* [How to complete this task]:
Nothing in the data may change. Copy all of it exactly.
+ + + + +
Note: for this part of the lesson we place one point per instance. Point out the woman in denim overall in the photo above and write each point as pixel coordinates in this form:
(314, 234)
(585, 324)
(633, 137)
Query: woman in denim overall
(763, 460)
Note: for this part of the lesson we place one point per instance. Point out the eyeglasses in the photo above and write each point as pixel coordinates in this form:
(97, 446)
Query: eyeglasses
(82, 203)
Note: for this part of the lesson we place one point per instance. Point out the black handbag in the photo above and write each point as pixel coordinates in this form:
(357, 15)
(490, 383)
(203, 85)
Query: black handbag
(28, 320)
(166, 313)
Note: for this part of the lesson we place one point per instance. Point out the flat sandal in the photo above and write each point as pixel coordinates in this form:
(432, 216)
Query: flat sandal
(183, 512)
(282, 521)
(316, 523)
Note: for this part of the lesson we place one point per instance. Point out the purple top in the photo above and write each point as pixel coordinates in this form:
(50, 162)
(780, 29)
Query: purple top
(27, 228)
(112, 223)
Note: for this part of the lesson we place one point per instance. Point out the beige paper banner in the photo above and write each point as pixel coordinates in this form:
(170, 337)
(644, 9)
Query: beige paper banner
+ + + + +
* [Output of the exercise]:
Note: for this part of the lesson we place one point per instance. Point out the woman in denim overall in the photo above and write each point as pixel coordinates in this form:
(314, 234)
(585, 324)
(633, 137)
Query: woman in denim overall
(763, 460)
Note: for this part of the lesson we place one point per instance. Point out the eyeglasses in the photo above and write each point as pixel coordinates in this form:
(97, 446)
Query: eyeglasses
(82, 203)
Note: for this part of the lesson we place one point per instance. Point out the black handbag in the photo above and write each point as pixel coordinates in this form:
(357, 15)
(490, 383)
(203, 85)
Query: black handbag
(28, 320)
(166, 313)
Note: for this part of the lesson we place one point per instance. Point out the flat sandal in the photo above and write each point as pixel coordinates in this form:
(432, 216)
Query: flat sandal
(183, 512)
(282, 521)
(316, 523)
Note: for this part of the lesson we place one point per instance. Point out the purple top in the photo above and write each point as pixel coordinates in this form:
(50, 162)
(780, 29)
Query: purple top
(27, 228)
(112, 223)
Note: for this part of the lesson we place one point per instance. Point out the beige paper banner in the photo above and write each point as pixel coordinates in this form:
(170, 337)
(644, 9)
Query: beige paper banner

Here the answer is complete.